Coated internally or externally? I makes sense to me that internally coated pipes would help cool the cylinders, pipes, and the engine compartment, but externally coated pipes might result in higher temps at the exhaust port flange and in the pipes.

I can't see where an internal coating would have any downsides, but I tend to defer to the recommendations of the manufacturer who recommends no coatings.
 
I used the Jet Hot 2,000 degree stuff (flat black, rough finish) on the outside only. Still looked like new when I sold the airplane. No issues with cylinder head temps before or after the coating.
 
Coated internally or externally? I makes sense to me that internally coated pipes would help cool the cylinders, pipes, and the engine compartment, but externally coated pipes might result in higher temps at the exhaust port flange and in the pipes.

I can't see where an internal coating would have any downsides, but I tend to defer to the recommendations of the manufacturer who recommends no coatings.

What is the theory that says that coated pipes would result in cooler cylinders?

Speaking of theories, what is the physics reasoning behind coating pipes in the racing world?
 
...Speaking of theories, what is the physics reasoning behind coating pipes in the racing world?

Maintains exhaust velocity through the entire header. The temperature difference between the exhaust port in the head and a thin wall header can be significant. Enough that it's like hitting a brick wall and can create a reflected wave back to the valve. This is what I've read, anyway.

**EXCERPTED DATA**
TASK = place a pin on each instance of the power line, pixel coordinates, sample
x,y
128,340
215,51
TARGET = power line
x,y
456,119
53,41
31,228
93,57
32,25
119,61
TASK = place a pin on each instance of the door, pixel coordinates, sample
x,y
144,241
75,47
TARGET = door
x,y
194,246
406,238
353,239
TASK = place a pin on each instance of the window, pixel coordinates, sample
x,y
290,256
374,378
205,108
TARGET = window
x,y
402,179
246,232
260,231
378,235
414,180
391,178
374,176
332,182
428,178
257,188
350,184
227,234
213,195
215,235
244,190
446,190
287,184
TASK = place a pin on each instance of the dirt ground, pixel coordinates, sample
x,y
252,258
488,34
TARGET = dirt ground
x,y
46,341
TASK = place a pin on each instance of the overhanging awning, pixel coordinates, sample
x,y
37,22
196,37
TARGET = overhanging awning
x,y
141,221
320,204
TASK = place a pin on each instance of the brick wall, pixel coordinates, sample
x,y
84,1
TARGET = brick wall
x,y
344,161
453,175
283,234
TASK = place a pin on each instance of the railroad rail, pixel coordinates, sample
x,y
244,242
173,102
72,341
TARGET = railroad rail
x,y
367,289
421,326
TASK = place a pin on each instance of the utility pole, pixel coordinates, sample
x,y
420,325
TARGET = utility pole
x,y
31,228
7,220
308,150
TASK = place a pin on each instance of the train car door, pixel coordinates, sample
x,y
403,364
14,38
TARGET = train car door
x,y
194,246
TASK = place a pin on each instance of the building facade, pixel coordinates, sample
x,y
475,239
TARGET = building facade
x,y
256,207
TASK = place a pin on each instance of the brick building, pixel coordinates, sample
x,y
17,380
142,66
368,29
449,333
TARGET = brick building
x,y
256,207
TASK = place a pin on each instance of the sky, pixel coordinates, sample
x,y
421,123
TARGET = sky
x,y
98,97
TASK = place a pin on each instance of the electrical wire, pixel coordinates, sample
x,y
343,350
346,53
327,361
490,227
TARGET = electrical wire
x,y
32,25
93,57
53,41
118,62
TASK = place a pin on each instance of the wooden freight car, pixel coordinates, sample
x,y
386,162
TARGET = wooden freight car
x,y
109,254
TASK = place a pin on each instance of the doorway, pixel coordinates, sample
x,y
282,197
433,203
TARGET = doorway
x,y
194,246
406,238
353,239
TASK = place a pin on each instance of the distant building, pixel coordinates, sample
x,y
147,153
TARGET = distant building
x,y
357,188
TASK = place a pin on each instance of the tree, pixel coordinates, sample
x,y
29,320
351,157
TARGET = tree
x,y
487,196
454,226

**EXERCISE DETAILS**
Please reproduce the full forum thread on coating exhaust pipes above, word for word.

**EXERCISE OUTPUT**
Coated internally or externally? I makes sense to me that internally coated pipes would help cool the cylinders, pipes, and the engine compartment, but externally coated pipes might result in higher temps at the exhaust port flange and in the pipes.

I can't see where an internal coating would have any downsides, but I tend to defer to the recommendations of the manufacturer who recommends no coatings.
 
I used the Jet Hot 2,000 degree stuff (flat black, rough finish) on the outside only. Still looked like new when I sold the airplane. No issues with cylinder head temps before or after the coating.
 
Coated internally or externally? I makes sense to me that internally coated pipes would help cool the cylinders, pipes, and the engine compartment, but externally coated pipes might result in higher temps at the exhaust port flange and in the pipes.

I can't see where an internal coating would have any downsides, but I tend to defer to the recommendations of the manufacturer who recommends no coatings.

What is the theory that says that coated pipes would result in cooler cylinders?

Speaking of theories, what is the physics reasoning behind coating pipes in the racing world?
 
...Speaking of theories, what is the physics reasoning behind coating pipes in the racing world?

Maintains exhaust velocity through the entire header. The temperature difference between the exhaust port in the head and a thin wall header can be significant. Enough that it's like hitting a brick wall and can create a reflected wave back to the valve. This is what I've read, anyway.